**BRIEF**
Count the lines in the items below that contain the string "woman", taking case into account, and give only the number.

═════ DATA EXCERPTS ═════

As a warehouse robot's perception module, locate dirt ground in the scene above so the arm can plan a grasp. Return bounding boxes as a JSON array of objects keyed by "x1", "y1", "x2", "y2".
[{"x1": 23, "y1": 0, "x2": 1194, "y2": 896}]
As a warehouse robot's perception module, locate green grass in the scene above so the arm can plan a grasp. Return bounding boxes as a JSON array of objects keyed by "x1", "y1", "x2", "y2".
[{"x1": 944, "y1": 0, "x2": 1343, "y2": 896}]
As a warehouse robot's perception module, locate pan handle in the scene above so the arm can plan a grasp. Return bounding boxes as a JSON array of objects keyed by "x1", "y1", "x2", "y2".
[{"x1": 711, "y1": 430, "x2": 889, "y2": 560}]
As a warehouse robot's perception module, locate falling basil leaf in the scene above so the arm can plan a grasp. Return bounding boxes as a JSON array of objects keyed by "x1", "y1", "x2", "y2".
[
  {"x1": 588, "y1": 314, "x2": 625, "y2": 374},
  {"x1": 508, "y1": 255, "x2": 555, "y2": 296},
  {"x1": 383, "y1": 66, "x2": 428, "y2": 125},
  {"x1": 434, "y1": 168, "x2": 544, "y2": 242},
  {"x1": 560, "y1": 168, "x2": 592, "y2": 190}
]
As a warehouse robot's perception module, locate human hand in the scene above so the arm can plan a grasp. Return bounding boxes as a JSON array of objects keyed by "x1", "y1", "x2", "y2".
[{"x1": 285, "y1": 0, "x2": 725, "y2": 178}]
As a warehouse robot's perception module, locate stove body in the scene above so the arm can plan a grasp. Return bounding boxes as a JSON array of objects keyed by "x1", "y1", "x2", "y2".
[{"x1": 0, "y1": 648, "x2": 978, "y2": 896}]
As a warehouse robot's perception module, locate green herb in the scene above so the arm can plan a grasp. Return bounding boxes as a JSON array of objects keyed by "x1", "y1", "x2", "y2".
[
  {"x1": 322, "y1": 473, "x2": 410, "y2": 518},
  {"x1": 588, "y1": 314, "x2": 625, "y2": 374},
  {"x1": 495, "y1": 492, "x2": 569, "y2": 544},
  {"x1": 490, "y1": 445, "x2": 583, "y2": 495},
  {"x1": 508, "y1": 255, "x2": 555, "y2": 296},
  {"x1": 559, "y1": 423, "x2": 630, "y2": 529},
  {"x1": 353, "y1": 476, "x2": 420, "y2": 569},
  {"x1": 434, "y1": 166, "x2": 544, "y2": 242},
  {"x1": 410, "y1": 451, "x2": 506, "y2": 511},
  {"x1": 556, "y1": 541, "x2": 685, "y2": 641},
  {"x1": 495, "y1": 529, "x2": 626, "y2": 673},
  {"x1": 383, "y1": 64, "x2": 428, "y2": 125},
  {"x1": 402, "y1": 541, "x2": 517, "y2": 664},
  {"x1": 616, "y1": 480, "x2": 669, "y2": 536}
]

═════
═════ DATA EXCERPTS ═════

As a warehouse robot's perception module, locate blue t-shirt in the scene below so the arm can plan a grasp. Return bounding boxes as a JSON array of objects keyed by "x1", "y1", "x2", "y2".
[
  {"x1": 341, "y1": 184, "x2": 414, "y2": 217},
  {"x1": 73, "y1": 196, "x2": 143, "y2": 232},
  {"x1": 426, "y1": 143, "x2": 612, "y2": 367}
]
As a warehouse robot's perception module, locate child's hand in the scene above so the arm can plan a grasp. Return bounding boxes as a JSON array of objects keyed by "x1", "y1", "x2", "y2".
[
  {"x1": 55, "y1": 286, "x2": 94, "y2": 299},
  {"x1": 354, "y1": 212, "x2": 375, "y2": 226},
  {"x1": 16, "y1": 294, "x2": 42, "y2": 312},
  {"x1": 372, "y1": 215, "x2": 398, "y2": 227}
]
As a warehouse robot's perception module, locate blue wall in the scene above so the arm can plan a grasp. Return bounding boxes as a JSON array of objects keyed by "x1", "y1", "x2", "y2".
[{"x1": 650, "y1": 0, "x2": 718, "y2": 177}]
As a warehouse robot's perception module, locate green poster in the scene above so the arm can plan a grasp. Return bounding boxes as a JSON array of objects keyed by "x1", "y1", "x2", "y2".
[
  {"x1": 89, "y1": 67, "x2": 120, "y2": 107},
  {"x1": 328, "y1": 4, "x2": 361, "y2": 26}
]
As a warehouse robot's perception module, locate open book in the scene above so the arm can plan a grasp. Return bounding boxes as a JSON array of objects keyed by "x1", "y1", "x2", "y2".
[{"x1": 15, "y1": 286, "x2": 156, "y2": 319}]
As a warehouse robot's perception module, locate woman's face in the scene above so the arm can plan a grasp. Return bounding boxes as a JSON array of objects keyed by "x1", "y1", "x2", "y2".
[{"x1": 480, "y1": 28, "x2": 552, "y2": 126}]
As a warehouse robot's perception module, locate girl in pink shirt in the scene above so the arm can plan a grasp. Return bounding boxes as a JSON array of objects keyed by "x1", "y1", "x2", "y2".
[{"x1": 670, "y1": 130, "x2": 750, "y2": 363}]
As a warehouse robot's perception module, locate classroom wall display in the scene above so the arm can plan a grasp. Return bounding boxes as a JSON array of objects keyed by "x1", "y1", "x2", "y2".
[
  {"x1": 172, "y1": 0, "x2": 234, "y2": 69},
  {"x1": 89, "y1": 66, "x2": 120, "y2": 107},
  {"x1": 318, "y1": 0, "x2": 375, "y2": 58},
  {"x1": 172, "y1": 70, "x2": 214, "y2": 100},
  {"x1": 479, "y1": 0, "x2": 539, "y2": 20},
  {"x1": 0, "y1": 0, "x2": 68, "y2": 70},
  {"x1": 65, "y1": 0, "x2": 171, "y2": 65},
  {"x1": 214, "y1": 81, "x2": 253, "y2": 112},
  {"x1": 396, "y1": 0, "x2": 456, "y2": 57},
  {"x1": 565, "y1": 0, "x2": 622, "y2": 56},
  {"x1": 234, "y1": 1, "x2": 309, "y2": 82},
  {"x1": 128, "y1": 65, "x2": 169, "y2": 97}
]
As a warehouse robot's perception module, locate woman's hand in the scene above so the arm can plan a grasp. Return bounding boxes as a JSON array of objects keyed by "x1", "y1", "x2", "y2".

═════
═════ DATA EXCERPTS ═════

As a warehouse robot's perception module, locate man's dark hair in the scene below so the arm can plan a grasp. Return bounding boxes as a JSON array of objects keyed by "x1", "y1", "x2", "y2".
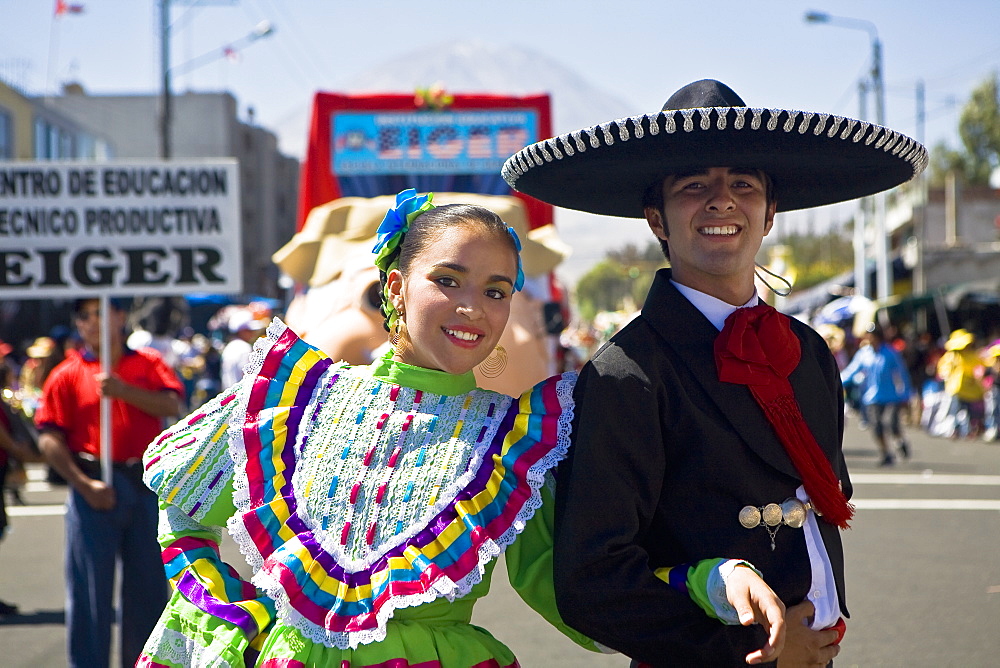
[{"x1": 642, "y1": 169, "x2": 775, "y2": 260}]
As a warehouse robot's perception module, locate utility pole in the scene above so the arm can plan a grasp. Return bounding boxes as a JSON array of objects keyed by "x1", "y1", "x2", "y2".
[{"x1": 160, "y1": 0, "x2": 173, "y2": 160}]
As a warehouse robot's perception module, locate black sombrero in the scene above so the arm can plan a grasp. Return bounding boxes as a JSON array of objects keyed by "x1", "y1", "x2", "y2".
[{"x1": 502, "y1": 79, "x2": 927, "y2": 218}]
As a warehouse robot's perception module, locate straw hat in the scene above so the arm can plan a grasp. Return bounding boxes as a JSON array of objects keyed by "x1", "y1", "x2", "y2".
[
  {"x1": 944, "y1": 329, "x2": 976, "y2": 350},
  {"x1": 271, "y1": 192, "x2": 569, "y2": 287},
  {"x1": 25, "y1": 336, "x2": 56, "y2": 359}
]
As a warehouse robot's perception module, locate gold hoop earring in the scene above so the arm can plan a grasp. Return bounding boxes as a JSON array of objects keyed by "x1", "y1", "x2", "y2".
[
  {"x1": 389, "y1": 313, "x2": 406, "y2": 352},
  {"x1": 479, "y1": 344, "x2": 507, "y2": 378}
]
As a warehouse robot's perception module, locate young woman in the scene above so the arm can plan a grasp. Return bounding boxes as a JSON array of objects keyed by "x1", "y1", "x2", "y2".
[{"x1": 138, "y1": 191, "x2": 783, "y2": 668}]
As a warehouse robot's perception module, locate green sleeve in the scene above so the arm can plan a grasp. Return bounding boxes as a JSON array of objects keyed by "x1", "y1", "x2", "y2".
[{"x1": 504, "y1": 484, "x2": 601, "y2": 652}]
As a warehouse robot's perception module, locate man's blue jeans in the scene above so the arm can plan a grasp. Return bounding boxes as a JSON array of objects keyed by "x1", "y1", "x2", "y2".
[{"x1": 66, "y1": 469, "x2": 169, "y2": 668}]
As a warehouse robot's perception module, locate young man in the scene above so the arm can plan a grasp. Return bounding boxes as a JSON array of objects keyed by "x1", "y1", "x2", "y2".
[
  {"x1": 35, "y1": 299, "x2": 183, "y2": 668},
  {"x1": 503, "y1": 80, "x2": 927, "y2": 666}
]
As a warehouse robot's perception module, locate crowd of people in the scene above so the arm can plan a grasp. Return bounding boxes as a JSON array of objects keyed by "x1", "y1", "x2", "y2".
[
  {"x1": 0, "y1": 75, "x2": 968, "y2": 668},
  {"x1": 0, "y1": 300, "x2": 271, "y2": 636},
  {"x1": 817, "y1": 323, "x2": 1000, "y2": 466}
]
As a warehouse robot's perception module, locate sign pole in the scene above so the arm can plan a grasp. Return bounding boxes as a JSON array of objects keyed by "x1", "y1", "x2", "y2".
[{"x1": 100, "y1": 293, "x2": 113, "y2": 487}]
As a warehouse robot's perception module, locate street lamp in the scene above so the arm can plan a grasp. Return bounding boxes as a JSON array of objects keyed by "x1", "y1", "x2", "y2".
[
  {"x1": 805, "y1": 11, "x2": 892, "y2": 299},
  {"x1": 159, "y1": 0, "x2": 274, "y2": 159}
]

═════

**EXERCISE RESPONSE**
3